ORPA-pyOpenRPA/WPy32-3720/python-3.7.2/Lib/site-packages/dask/order.py

r""" Static order of nodes in dask graph

Dask makes decisions on what tasks to prioritize both

*  Dynamically at runtime
*  Statically before runtime

Dynamically we prefer to run tasks that were just made available.  However when
several tasks become available at the same time we have an opportunity to break
ties in an intelligent way

        d
        |
    b   c
     \ /
      a

For example after we finish ``a`` we can choose to run either ``b`` or ``c``
next.  Making small decisions like this can greatly affect our performance,
especially because the order in which we run tasks affects the order in which
we can release memory, which operationally we find to have a large affect on
many computation.  We want to run tasks in such a way that we keep only a small
amount of data in memory at any given time.


Static Ordering
---------------

And so we create a total ordering over all nodes to serve as a tie breaker.  We
represent this ordering with a dictionary mapping keys to integer values.
Lower scores have higher priority.  These scores correspond to the order in
which a sequential scheduler would visit each node.

    {'a': 0,
     'c': 1,
     'd': 2,
     'b': 3}

There are several ways in which we might order our keys.  This is a nuanced
process that has to take into account many different kinds of workflows, and
operate efficiently in linear time.  We strongly recommend that readers look at
the docstrings of tests in dask/tests/test_order.py.  These tests usually have
graph types laid out very carefully to show the kinds of situations that often
arise, and the order we would like to be determined.


Policy
------

Work towards *small goals* with *big steps*.

1.  **Small goals**: prefer tasks whose final dependents have few dependencies.

    We prefer to prioritize those tasks that help branches of computation that
    can terminate quickly.

    With more detail, we compute the total number of dependencies that each
    task depends on (both its own dependencies, and the dependencies of its
    dependencies, and so on), and then we choose those tasks that drive towards
    results with a low number of total dependencies.  We choose to prioritize
    tasks that work towards finishing shorter computations first.

2.  **Big steps**: prefer tasks with many dependents

    However, many tasks work towards the same final dependents.  Among those,
    we choose those tasks with the most work left to do.  We want to finish
    the larger portions of a sub-computation before we start on the smaller
    ones.

········

- [WHAT YOU NEED TO DO]
1) Answer these questions from the dask ordering text.
(a) In the static ordering, do lower or higher scores have higher priority?
(b) Which file's test docstrings does the text strongly recommend reading?
(c) Under the "Big steps" policy, which tasks are preferred?
2) According to the dask ordering text, why can a small choice, such as whether to run b or c after a, greatly affect performance?
3) Copy the stretch of the dask ordering text from "Static Ordering" through "to integer values.".

- [Source data]
········

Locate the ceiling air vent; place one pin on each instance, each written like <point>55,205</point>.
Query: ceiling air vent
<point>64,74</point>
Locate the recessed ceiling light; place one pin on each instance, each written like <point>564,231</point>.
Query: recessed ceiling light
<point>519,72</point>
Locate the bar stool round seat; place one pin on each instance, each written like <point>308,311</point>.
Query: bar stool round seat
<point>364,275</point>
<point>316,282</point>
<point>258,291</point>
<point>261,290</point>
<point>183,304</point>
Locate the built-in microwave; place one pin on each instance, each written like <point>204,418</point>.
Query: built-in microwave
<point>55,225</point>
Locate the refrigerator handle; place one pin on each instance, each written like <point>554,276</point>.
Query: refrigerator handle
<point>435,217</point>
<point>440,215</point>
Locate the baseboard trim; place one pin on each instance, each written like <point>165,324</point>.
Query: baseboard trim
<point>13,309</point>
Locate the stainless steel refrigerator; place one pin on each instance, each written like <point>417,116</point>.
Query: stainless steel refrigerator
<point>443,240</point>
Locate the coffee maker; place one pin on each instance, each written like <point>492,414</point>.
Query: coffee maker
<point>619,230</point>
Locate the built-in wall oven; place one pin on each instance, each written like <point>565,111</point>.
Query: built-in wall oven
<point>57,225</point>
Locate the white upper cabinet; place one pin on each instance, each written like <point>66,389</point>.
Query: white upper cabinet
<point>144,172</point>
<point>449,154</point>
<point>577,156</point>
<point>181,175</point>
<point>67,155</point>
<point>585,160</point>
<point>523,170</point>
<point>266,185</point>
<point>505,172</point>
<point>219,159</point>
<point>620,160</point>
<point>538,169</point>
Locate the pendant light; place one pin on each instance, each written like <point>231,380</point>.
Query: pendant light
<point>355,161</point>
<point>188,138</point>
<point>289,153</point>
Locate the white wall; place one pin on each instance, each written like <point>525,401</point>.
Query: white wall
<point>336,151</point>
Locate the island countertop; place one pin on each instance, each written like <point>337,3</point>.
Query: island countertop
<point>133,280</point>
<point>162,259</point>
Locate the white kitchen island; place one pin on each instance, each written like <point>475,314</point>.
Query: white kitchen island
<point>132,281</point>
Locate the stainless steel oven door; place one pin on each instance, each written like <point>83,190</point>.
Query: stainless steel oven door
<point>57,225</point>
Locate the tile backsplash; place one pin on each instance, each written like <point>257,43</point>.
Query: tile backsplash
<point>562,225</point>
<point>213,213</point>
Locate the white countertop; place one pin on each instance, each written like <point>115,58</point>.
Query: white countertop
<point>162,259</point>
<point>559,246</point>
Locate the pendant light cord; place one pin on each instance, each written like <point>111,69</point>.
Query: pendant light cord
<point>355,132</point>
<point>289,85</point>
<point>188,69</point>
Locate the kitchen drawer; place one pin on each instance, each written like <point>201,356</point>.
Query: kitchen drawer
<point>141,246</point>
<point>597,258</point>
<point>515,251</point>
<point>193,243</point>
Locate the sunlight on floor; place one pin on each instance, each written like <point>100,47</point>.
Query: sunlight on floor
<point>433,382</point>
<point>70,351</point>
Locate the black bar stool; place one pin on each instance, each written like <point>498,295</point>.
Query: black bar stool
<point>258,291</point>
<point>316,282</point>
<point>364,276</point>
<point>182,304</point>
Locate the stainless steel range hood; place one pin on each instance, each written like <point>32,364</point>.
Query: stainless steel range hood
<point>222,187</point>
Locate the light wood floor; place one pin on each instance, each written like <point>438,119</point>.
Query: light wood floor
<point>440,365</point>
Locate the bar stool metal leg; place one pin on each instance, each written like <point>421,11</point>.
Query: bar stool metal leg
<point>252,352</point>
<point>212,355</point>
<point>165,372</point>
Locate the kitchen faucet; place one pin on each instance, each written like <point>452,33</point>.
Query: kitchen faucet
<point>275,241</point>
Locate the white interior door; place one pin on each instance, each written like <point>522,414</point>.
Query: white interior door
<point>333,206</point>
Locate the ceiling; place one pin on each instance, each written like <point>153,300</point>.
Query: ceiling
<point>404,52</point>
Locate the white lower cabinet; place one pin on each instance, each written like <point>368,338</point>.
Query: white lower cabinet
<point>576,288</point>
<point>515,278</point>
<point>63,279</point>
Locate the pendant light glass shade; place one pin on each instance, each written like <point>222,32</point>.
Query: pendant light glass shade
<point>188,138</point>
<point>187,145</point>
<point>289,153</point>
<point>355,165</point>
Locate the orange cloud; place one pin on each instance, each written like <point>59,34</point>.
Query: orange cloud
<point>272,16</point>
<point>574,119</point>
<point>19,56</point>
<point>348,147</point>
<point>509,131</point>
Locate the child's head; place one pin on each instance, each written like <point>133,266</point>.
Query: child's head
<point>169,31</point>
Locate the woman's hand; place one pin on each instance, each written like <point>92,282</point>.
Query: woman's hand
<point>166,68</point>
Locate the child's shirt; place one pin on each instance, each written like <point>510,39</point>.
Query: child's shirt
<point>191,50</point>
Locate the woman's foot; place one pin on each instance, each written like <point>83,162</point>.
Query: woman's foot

········

- [TASK-BY-TASK OUTPUTS]
1)
(a) Lower scores have higher priority.
(b) dask/tests/test_order.py.
(c) Tasks with many dependents.

2) The order in which tasks run affects the order in which memory can be released, and this has a large effect on many computations. The goal is to run tasks so that only a small amount of data is kept in memory at any given time.

3)
Static Ordering
---------------

And so we create a total ordering over all nodes to serve as a tie breaker.  We
represent this ordering with a dictionary mapping keys to integer values.